> **BRIEF**:
Report each line of the entries that contains the word "clicks", copied in full.

Segmentation mask data
════════

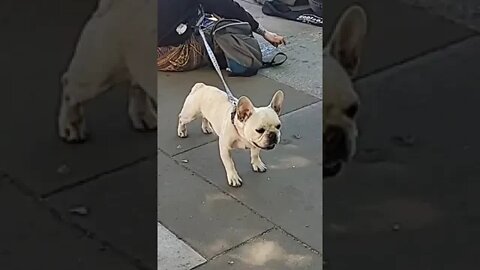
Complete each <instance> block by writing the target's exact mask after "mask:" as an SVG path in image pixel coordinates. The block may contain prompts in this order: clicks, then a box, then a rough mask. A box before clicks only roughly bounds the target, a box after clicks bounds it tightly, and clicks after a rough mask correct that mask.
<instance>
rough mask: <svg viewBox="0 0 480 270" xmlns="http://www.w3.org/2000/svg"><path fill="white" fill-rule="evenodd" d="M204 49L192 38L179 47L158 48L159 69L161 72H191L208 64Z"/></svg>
mask: <svg viewBox="0 0 480 270" xmlns="http://www.w3.org/2000/svg"><path fill="white" fill-rule="evenodd" d="M204 55H205V54H204V48H203V46H202V44H201V43H200V41H199V40H198V39H197V38H196V37H194V36H192V37H191V38H189V39H188V40H187V41H185V43H183V44H180V45H178V46H167V47H158V48H157V68H158V70H159V71H189V70H193V69H197V68H199V67H202V66H204V65H205V64H206V62H205V57H204Z"/></svg>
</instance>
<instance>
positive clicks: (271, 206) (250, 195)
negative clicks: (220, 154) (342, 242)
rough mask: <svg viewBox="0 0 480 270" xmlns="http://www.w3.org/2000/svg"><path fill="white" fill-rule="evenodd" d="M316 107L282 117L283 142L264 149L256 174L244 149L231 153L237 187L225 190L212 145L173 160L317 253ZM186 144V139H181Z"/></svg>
mask: <svg viewBox="0 0 480 270" xmlns="http://www.w3.org/2000/svg"><path fill="white" fill-rule="evenodd" d="M321 111H322V109H321V103H317V104H315V105H312V106H309V107H307V108H304V109H301V110H299V111H296V112H293V113H290V114H288V115H285V116H283V117H282V121H283V123H282V126H283V127H282V143H281V144H280V145H278V146H277V147H276V148H275V150H273V151H263V153H262V159H263V161H264V162H265V163H266V164H267V165H268V166H269V170H268V171H267V172H266V173H263V174H259V173H255V172H253V171H252V169H251V167H250V155H249V152H247V151H238V152H234V155H233V158H234V160H235V164H236V168H237V171H238V172H239V174H240V176H241V177H242V179H243V180H244V185H243V186H242V187H241V188H232V187H230V186H228V184H227V180H226V176H225V170H224V168H223V165H222V162H221V160H220V156H219V153H218V144H217V142H214V143H210V144H208V145H205V146H202V147H199V148H196V149H194V150H191V151H188V152H186V153H184V154H181V155H178V156H176V157H175V158H176V159H177V160H178V161H179V162H182V161H183V160H187V161H188V163H184V166H186V167H188V168H190V169H191V170H193V171H195V172H196V173H198V174H200V175H201V176H203V177H205V178H206V179H208V180H209V181H211V182H213V183H214V184H215V185H216V186H218V187H219V188H221V189H222V190H224V191H225V192H228V193H229V194H231V195H232V196H234V197H235V198H237V199H238V200H240V201H242V202H244V203H245V204H246V205H248V206H249V207H251V208H253V209H254V210H255V211H257V212H258V213H260V214H261V215H263V216H265V217H268V218H269V219H270V220H272V221H273V222H274V223H275V224H277V225H279V226H281V227H282V228H284V229H285V230H287V231H288V232H290V233H292V234H293V235H295V236H296V237H298V238H299V239H300V240H302V241H304V242H305V243H307V244H309V245H311V246H312V247H314V248H315V249H317V250H321V246H322V234H321V231H322V179H321V174H320V172H321V145H322V120H321ZM186 140H189V138H186Z"/></svg>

════════

> **OUTPUT BELOW**:
Complete each <instance> block by writing the target's exact mask after "mask:" as an SVG path in image pixel coordinates. The block may contain prompts in this order: clicks, then a box, then a rough mask. A box before clicks only roughly bounds the target, a box after clicks bounds it tightly, and clicks after a rough mask correct that mask.
positive clicks: (271, 206) (250, 195)
negative clicks: (220, 154) (342, 242)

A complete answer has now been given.